Items drawn from a data source:
┄┄┄┄┄┄┄┄┄┄

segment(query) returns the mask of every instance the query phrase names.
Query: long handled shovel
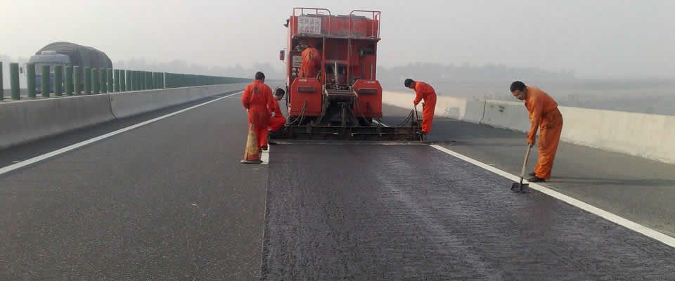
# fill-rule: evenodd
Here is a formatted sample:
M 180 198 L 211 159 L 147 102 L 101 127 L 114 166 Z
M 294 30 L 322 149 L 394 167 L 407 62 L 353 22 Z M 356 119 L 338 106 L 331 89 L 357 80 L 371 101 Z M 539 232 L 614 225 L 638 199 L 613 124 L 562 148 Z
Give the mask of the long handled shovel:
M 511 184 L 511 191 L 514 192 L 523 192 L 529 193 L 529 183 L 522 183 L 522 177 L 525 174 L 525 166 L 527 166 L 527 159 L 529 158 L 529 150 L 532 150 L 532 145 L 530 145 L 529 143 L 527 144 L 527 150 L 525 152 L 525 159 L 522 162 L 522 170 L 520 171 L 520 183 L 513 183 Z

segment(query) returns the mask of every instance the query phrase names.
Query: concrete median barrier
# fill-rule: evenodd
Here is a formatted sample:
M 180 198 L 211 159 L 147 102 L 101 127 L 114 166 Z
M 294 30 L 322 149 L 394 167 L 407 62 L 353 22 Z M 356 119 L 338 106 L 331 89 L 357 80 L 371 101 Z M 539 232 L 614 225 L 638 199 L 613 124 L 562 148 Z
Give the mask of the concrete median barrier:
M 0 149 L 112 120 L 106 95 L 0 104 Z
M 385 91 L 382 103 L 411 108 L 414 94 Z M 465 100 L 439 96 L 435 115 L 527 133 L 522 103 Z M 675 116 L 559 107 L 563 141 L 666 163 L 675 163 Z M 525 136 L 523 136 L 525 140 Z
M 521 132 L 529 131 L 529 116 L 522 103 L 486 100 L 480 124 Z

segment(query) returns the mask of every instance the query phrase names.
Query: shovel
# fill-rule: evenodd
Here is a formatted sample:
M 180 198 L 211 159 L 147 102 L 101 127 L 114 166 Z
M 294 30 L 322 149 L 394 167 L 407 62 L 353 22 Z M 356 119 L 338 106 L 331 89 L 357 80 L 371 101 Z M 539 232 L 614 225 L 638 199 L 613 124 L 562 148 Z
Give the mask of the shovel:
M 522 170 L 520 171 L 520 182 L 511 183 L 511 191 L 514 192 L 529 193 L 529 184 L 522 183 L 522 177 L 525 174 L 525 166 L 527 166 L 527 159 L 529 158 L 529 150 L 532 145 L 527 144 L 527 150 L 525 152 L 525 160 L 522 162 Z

┄┄┄┄┄┄┄┄┄┄

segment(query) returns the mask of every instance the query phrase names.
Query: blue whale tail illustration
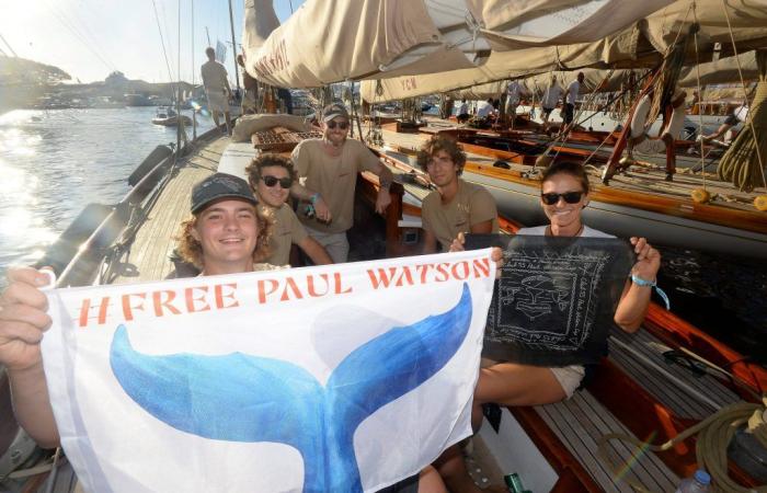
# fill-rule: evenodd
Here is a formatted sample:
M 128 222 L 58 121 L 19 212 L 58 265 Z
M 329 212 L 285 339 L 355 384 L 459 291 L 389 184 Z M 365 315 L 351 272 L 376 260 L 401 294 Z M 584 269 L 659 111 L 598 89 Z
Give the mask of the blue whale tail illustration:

┄┄┄┄┄┄┄┄┄┄

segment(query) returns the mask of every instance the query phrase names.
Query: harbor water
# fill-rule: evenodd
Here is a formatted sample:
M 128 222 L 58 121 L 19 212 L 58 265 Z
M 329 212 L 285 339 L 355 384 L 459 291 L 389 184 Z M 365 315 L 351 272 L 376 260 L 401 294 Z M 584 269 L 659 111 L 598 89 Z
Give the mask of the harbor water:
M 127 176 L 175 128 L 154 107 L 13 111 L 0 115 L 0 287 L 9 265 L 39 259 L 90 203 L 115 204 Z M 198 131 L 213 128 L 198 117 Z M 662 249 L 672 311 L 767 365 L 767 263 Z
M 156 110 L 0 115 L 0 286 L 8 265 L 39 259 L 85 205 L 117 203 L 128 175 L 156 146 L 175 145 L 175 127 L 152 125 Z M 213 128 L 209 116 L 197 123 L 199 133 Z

┄┄┄┄┄┄┄┄┄┄

Set task ::
Gather each line in the rows above that contains the word "concrete".

Result ::
Query: concrete median barrier
Give the mask of the concrete median barrier:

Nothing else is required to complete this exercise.